ARTICLE:
I love dark nail polish. Right now I have on a very deep purple/almost black. I think the key is to make it look really glamorous as opposed to 'I just threw this on two months ago and still haven't fixed it'. I think it looks great with lots of top coat for a really glossy finish and perfectly shaped and manicured nails.I actually like wearing black polish with more girlie/classy outfits, it makes everything a little more edgy. Very glam-rock to me


----------



## Aggie125 (Jan 14, 2009)

In my opinion all the dark colors look good only on short (or medium) nails. Black, long nails - no way!


----------



## nikko0622 (Jan 14, 2009)

i do it i love black but sometimes it is a harsh color so i do i almost black color w/ a tint of red/purple by opi its called black cherry chutney...its the best color


----------



## -Chelsey- (Jan 14, 2009)

I absolutely love black nail polish, I always have but I did go through a little goth phase back in high school lol. I only wear black on my toe nails though because I always have acrylics on my finger nails and I've painted them black once and they really don't look good when they're that long. BUT when I don't have my acrylics on I paint my natural nails black and I LOVE the look.

STATED EXERCISE 1: Print the portion of the nail polish thread between "I love dark" and "Aggie125 (Jan 14, 2009)", inclusive, with no changes.
STATED EXERCISE 2: Carry on the forum thread about black nail polish from the point where it stops.

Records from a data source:

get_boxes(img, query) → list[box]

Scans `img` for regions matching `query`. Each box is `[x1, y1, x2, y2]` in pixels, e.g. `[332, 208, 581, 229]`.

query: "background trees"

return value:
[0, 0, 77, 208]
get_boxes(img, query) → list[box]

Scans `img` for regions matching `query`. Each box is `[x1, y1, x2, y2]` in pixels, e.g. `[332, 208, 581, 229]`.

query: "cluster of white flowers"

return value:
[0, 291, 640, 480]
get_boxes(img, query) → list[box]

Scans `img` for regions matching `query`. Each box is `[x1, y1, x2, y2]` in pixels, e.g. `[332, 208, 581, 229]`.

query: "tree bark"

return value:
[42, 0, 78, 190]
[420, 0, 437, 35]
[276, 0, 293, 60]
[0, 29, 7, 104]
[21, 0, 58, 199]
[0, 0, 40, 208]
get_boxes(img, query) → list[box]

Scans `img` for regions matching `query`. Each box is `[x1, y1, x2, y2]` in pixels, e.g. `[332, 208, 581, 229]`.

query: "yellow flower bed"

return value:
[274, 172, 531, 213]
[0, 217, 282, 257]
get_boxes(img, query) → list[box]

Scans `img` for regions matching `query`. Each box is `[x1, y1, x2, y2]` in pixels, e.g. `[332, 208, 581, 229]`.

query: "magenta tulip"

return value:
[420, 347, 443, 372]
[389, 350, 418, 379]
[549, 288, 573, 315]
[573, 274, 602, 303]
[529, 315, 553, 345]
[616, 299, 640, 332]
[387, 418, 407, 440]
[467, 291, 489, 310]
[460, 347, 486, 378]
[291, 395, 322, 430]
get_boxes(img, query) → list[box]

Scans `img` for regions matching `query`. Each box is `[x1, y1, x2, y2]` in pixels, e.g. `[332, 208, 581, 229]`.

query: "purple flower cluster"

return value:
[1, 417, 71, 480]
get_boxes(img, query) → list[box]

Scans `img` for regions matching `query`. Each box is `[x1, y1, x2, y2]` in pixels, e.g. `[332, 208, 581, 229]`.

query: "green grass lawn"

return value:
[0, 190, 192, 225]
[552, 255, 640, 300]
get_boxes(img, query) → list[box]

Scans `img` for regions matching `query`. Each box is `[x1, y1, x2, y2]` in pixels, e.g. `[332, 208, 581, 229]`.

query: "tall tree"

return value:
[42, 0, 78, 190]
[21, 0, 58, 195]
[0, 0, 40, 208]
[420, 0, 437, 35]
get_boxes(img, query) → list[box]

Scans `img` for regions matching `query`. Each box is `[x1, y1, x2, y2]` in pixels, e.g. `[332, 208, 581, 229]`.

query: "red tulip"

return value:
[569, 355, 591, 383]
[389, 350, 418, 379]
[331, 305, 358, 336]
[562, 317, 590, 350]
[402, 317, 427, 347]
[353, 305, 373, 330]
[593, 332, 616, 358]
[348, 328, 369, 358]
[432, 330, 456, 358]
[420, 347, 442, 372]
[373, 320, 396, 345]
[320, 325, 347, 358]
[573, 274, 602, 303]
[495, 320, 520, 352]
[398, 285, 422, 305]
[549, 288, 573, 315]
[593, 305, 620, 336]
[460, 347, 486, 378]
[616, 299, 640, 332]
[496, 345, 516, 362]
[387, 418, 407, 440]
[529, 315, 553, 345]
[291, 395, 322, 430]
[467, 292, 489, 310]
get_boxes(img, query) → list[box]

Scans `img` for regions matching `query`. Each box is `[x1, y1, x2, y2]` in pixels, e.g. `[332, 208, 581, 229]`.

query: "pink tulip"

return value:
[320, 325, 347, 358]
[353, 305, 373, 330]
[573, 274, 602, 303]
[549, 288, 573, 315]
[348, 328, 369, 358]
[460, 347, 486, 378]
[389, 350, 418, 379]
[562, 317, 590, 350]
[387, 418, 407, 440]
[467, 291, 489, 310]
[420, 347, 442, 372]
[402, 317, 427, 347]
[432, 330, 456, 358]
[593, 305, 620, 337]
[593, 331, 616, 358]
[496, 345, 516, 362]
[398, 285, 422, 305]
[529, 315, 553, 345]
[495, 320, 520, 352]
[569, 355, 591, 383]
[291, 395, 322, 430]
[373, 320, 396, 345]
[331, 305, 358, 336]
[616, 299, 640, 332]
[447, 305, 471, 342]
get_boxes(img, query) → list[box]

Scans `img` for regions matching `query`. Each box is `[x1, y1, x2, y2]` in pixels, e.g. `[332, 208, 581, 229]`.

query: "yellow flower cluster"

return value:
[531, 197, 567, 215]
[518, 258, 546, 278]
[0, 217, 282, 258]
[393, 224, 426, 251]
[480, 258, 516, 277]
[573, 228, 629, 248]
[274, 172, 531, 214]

TASK RESPONSE 1:
I love dark nail polish. Right now I have on a very deep purple/almost black. I think the key is to make it look really glamorous as opposed to 'I just threw this on two months ago and still haven't fixed it'. I think it looks great with lots of top coat for a really glossy finish and perfectly shaped and manicured nails.I actually like wearing black polish with more girlie/classy outfits, it makes everything a little more edgy. Very glam-rock to me


----------



## Aggie125 (Jan 14, 2009)

TASK RESPONSE 2:
----------



## PrincessMiracle (Jan 27, 2009)

*Hmm black nail polish looks good on medium length well manicured nails




but black nail polish and long nails is a horrible combo



*


----------



## HairEgo (Jan 27, 2009)

Black nail polish is definetly out now. Colours like deep purples/reds are in and black is out!


----------



## Bec688 (Jan 28, 2009)

Black nail polish can look classy if done properly. For vampy nails, you need to have them shaped and neat, and all the same length, I find the perfect nail length for darker nails is just sitting at the tip of the finger or JUST over. Any longer and it can start to look trashy.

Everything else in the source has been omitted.